Need to reboot for security patches? We just didn't do that, unless it was something like Heartbleed where it was like "okay we have to". k8s permits me to evict workloads while obeying PDB — in previous orgs, "PDBs" (hell, we didn't even have a word to describe the concept) were just tribal knowledge known only by those of us who SRE'd enough stuff to know how each service worked, and what you needed to know to stop/restart it, and then do that times waaay too many VMs. With k8s, a daemonset can just handle things generically, and automatically.

Need to deploy? Pre-k8s, that was just bespoke scripts, e.g., in something like Ansible. If a replica failed to start after deployment, did the script cease deployment? Not the first time it brought everything down, it didn't: it had to grow that feature by learning the hard way. (Although I suppose you can decide that you don't need that readiness check in k8s, but it's at least a hell of a lot easier to get off the ground with.)

Need a new VM? What are the chances that the current one actually matches the Ansible, and wasn't snowflaked? (All it takes is one dev, and one point in time, doing one custom command!)

The list of operational things that k8s supports that are common amongst "I need to serve this, in production" things goes on.

The worse part of k8s thus far has been Azure's half-aaS'd version of it. I've been pretty satisfied with GKE, but I've only recently gotten to know it and I've not pushed it quite as hard as AKS yet. So we'll see.

nailer · on March 28, 2023

I have 0 results for PDB SRE on multiple search engines. What does it mean?

mardifoufs · on March 28, 2023

I think it's Pod Disruption Budgets, a kubernetes redundancy/resiliency related concept.

nailer · on March 28, 2023

> k8s permits me to evict workloads while obeying PDB — in previous orgs, "PDBs" (hell, we didn't even have a word to describe the concept)

Odd, the parent makes it seem like resource budgets weren’t a thing before k8s.

deathanatos · on March 28, 2023

I've never heard the term "resource budget" used to describe this concept before. Got a link?

That'd be an odd set of words to describe it. To be clear, I'm not talking about budgeting RAM or CPU, or trying to determine do I have enough of those things. A PodDisruptionBudget describes the manner in which one is permitted to disrupt a workload: i.e., how can I take things offline?

Your bog simple HTTP REST API service, for example, might have 3 replicas, behind like a load balancer. As long as any one of those replicas is up, it will continue to serve. That's a "PodDisruptionBudget", here, "at least 1 must be available". (minAvailable: 1, in k8s's terms.)

A database that, e.g., might be using Raft, would require a majority to be alive in order to serve. That would be a minAvailable of "51%", roughly.

So, some things I can do with the webservice, I cannot do with the DB. PDBs encode that information, and since it is in actual data form, that then lets other things programmatically obey that. (E.g., I can reboot nodes while ensuring I'm not taking anything offline.)

( https://kubernetes.io/docs/tasks/run-application/configure-p... )

morelisp · on March 28, 2023

A PDB is a good example of Kubernetes's complexity escalation. It's a problem that arises when you have dynamic, controller-driven scheduling. If you don't need that you don't need PDBs. Most situations don't need that. And most interesting cases where you want it, default PDBs don't cover it.

• Stated problem A
According to the Kubernetes thread, what does PDB stand for?
• Stated problem B
List every commenter username that appears in the Kubernetes thread.
• Stated problem C
Pick up the Kubernetes thread after its last comment and continue it.

• Dataset

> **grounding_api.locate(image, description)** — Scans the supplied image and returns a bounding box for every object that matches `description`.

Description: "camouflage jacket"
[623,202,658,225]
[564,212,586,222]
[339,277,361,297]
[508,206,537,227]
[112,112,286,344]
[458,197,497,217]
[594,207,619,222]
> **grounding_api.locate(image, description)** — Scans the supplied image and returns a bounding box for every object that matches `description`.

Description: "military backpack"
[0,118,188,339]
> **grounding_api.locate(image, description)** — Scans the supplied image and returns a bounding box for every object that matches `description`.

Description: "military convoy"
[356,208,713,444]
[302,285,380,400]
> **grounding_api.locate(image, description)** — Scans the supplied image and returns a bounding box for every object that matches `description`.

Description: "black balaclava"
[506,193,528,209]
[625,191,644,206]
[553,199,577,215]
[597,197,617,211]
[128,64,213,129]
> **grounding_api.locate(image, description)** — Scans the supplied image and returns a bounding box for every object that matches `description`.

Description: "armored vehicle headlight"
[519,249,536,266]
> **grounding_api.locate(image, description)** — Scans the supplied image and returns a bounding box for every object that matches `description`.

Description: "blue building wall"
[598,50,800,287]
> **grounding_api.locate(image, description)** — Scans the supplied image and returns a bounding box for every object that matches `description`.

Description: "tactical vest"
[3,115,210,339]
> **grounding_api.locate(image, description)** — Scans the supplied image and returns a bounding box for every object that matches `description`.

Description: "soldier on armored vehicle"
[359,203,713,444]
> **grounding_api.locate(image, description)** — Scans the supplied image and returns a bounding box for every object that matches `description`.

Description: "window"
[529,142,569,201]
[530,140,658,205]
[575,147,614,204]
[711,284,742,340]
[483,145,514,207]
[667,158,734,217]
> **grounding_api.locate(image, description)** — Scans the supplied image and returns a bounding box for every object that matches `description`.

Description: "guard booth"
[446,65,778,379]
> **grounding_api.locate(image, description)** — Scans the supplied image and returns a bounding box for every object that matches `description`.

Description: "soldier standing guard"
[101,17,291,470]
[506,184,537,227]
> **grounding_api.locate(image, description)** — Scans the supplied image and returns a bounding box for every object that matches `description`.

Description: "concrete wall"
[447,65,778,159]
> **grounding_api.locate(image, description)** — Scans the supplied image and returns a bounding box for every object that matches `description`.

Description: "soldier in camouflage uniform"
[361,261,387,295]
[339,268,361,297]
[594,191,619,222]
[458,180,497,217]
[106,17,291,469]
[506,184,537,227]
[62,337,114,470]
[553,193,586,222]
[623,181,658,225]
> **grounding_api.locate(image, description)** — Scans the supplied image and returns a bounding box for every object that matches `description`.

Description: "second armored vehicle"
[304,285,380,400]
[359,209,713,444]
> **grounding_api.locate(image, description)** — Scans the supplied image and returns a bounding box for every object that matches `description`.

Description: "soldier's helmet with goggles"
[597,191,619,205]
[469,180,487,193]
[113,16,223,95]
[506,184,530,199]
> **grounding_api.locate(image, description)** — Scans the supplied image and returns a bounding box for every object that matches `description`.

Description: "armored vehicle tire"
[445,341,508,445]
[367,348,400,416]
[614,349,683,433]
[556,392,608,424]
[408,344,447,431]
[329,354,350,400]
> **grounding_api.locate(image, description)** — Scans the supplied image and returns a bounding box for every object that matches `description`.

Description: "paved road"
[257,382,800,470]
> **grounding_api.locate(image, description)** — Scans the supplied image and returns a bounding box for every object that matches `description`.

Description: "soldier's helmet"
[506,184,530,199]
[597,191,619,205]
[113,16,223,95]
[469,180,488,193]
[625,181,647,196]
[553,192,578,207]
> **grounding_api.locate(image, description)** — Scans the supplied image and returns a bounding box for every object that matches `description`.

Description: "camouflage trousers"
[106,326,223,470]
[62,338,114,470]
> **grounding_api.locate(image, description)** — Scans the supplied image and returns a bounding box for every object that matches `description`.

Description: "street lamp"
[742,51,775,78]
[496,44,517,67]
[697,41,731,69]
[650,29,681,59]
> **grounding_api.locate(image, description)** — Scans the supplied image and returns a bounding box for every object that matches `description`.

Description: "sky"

• Written reply A
Pod Disruption Budget.

• Written reply B
nailer, mardifoufs, deathanatos, morelisp

• Written reply C
deathanatos · on March 28, 2023

> A PDB is a good example of Kubernetes's complexity escalation. It's a problem that arises when you have dynamic, controller-driven scheduling. If you don't need that you don't need PDBs. Most situations don't need that.

No, and that's my point: PDBs exist always. Whether your org has a term for it, or whether you're aware of them is an entirely different matter.

We I did work comprised of services running on VMs, there is still a (now, spritual) PDB associated with that service. I cannot just take out nodes willy-nilly, or I will be the cause of the next production outage.

In practice, I was just intimately familiar with the entire architecture, out of necessity, and so I knew what actions I could and could not take. But it was not unheard of for a less-cautions or less-skilled individual to do before thinking. And it inhibits automation: automation needed to be aware of the PDB, and honestly we'd probably just hard-code the needs on a per-service basis. PDBs, as k8s structures them, solves the problem far more generically.

morelisp · on March 28, 2023

> we'd probably just hard-code the needs on a per-service basis.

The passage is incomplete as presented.